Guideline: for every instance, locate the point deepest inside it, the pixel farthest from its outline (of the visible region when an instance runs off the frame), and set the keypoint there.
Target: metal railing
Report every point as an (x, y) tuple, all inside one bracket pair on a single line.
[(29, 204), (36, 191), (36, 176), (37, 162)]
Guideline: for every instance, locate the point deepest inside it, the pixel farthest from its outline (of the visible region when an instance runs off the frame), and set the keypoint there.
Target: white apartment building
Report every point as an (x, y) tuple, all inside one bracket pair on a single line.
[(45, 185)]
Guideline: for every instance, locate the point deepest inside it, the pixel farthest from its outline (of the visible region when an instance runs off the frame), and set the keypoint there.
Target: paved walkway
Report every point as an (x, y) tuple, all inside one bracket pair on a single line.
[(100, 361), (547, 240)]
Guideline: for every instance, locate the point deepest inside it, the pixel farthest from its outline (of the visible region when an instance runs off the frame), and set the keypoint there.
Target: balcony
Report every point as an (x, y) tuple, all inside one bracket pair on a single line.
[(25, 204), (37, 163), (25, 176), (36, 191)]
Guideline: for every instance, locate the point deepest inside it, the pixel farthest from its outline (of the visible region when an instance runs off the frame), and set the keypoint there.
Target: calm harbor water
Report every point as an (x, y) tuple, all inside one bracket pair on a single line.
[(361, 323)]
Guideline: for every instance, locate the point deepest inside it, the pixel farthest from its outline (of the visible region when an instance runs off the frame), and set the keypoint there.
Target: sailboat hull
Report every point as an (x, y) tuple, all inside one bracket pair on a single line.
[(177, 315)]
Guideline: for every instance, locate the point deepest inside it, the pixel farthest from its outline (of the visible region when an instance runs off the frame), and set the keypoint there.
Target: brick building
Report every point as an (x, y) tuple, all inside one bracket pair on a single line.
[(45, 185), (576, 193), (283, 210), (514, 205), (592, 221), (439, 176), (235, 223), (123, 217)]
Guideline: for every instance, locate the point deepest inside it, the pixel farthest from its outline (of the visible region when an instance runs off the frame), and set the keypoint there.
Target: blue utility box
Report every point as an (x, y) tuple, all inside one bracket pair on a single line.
----
WHAT THIS TASK INVOLVES ▸ Copy whichever lines of the records above contain the word "Target".

RESULT OF THE TASK ▸
Target: metal railing
Target: white apartment building
Target: paved walkway
Target: balcony
Target: calm harbor water
Target: sailboat hull
Target: brick building
Target: blue utility box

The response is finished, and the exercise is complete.